_Reading text:_
※ ※ ※

A good chunk of Jones Day probably has been associated with it in one way or another since early on in their legal career, so it’s no surprise that they would be brought in and that Don McGahn would bring them in. If you are somebody who wants to be big in Republican politics, in Republican legal circles, then you have been a member of or a supporter of the Federalist Society. You have to be. And it is now alongside groups like the NRA an incredibly influential outside force that feeds, supports and holds up the Republican Party, whatever that currently is.

So it was a natural thing that eventually whoever was the GOP nominee was going to have to consult with the Federalist Society. They had helped George W. Bush; they had stood firm against what Barack Obama did; and they were eager to get back in the game and help the next Republican president.

I think everyone associated with them would tell you in their private moments at least that they were more than pleased with how receptive Trump was and that they probably wouldn’t have gotten as much cooperation or willingness to work with them the way they did from other people who were running, because a lot of the other people who were running either were lawyers or had hired people for government positions before, or had appointed judges as governors and had some familiarity with how it was done. Because Trump had no experience with any of that, and he was presented with these options, he was of a mindset that, “OK, let’s do it, because I don't know, and if you guys do, you guys figure it out for me.”

Merrick Garland is Denied a Hearing

How big a bet was it for McConnell to sort of not let Obama’s guy, Merrick Garland, who is in some ways a moderate Republican or a conservative Democrat, onto the court, understanding that Hillary Clinton is the likely winner and is very likely not to send Garland up, to send somebody more progressive possibly, even?

Well, that was the concern that I think a lot of people around McConnell had, that it was a risky bet that if Clinton won, you're right; she might send somebody more liberal. So I think that was part of the concern and part of what shocked so many people. Is if he’s going to nominate somebody like that, why not just let him through? Maybe he compels others to retire and therefore we can hope that the next one is more conservative if it’s a Republican president.

※ ※ ※

_Provided records:_
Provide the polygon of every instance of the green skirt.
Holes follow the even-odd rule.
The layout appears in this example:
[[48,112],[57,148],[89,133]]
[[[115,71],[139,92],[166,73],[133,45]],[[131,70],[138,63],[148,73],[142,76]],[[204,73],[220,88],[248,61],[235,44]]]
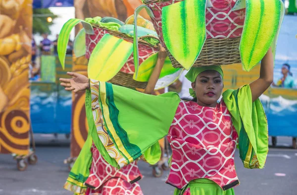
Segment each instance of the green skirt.
[[[190,188],[190,193],[189,190]],[[198,179],[190,182],[186,189],[182,191],[175,189],[174,195],[234,195],[231,188],[223,191],[214,182],[207,179]]]

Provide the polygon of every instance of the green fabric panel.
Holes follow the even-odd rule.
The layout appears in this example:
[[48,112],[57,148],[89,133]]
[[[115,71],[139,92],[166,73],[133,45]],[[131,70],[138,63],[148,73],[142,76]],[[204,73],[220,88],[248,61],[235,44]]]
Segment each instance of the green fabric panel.
[[79,31],[74,39],[73,51],[76,58],[86,55],[86,30],[83,28]]
[[88,125],[89,125],[89,133],[92,136],[93,141],[96,146],[96,147],[99,150],[100,154],[102,155],[104,159],[108,164],[111,166],[116,167],[118,169],[120,168],[120,166],[117,164],[114,158],[112,158],[109,156],[108,152],[104,147],[103,143],[101,142],[100,138],[97,134],[97,130],[95,123],[94,121],[94,118],[92,110],[92,95],[90,90],[86,91],[86,114],[87,115],[87,120],[88,121]]
[[87,180],[90,175],[90,167],[92,163],[92,152],[91,148],[92,144],[92,137],[90,133],[78,157],[71,169],[69,176],[81,183]]
[[[118,122],[119,110],[114,104],[113,91],[112,90],[111,85],[111,83],[105,83],[106,98],[108,100],[108,105],[109,111],[109,119],[110,119],[113,125],[113,127],[116,131],[116,134],[120,137],[121,141],[123,143],[124,147],[133,158],[133,160],[135,160],[138,157],[134,156],[134,154],[141,153],[141,151],[137,145],[133,144],[129,142],[127,132],[125,131],[125,130],[122,128]],[[127,162],[129,162],[129,161]]]
[[174,195],[183,195],[190,188],[191,195],[234,195],[233,188],[223,191],[220,186],[207,179],[198,179],[191,181],[187,187],[182,190],[175,189]]
[[41,80],[55,82],[55,56],[41,56]]
[[[100,82],[102,84],[105,83]],[[113,102],[119,112],[118,124],[127,133],[123,144],[137,145],[140,149],[129,152],[136,159],[167,135],[180,99],[176,93],[154,96],[109,84],[112,87]],[[109,117],[104,113],[103,115],[104,118]]]
[[268,134],[266,115],[260,100],[252,102],[249,85],[237,90],[227,90],[223,93],[223,99],[239,136],[241,158],[245,160],[248,143],[250,142],[257,155],[259,168],[263,168],[268,150]]
[[160,160],[162,154],[159,142],[156,142],[151,147],[143,152],[143,154],[148,164],[151,165],[156,164]]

※ ※ ※

_Given instruction 1:_
In the interview on the Federalist Society and the courts, what group is the Federalist Society placed alongside as an influential outside force that supports the Republican Party?
_Given instruction 2:_
Continue the interview on the Federalist Society and the courts, picking up right after its last sentence.

_Task result 1:_
The NRA.

_Task result 2:_
But that was a big concern, and that's what kind of, I think, confused Democrats, too. Is Clinton never committed to nominating Garland? And you could sit there and presume who she might, and it wasn't necessarily someone like him. So it was a huge gamble for him to do that. I mean, she had threaded a needle that said, “I haven’t made up my mind.” I think it was something like that, or, “I won't commit to that.” And if you look at people that her husband had nominated, you would think, well, OK, they're going to probably be Northeast or New England academic legal types, maybe a woman, maybe a minority, certainly not a white guy who’s been here in Washington threading a legal needle for the last several years.

Mitch McConnell and the Balance of the Courts

So on election night, McConnell’s not only thrilled that he keeps the Senate, but he gets the biggest prize of all given his career aspirations, which are, “I'm going to stock the court with conservatives.”

Yeah. I think once the shock of Trump winning wore off within a few days, if they hadn’t already, people began to realize: “Wait a second. Total Republican control of Washington now means a total ability for the most part to start stacking the courts.” And McConnell made very clear during the transition and in the early days of that new Senate that the Senate would be in the personnel business, which meant nominating Cabinet secretaries and other senior government officials, and working through a list of dozens of judicial vacancies and putting conservative nominees in those positions as quickly as possible.

He’s been unapologetic about it. We will look back on the history of the Senate in the coming decades and think, they weren't too creative during the McConnell period when it comes to legislation. But there is no doubt we will look back on this era and say, “He singlehandedly kept the courts from becoming liberal institutions and probably solidified conservative majorities or kept certain district and appeals courts far more balanced than they would have been had he not done this.”

You talk about the [Earl] Warren court or the [Warren] Burger court or the [John] Roberts court. We're living in the era of the McConnell court now because he did what he did. And it very well could be the McConnell court for several decades to come if nominees to lower courts somehow one day find themselves on the Supreme Court.

You covered the Congress for a long time. How does Mitch McConnell operate? What is he like?

He is someone who says very little without a podium in front of him. He’s not someone who’s comfortable going off the cuff. Privately with aides and with close friends, he’s said to be chummy, sort of a jokey kind of guy. Sends emails to his aides and responds to them at all hours of the day, and can perhaps at times be very blunt in his assessment of a situation or of a person.

But when you cover Congress, whether it’s with a notebook or with a television camera, one of the beauties of the job is that when they're outside their offices or outside the chamber, they're in the hallways, and they're fair game. And some avoid us. Some are willing to talk but don’t necessarily say something that you would use. Some are total quote machines. And then there's Mitch McConnell, who would leave his office and walk to the Senate floor and knows that we're going to follow him but rarely says anything. Has this unrivaled ability to hear us and see us and just walk stone-faced right past us. And it’s an event; it is a mark in one’s congressional reporting career if you ask him a question about something other than Louisville basketball and get an answer from him. He has an uncanny discipline.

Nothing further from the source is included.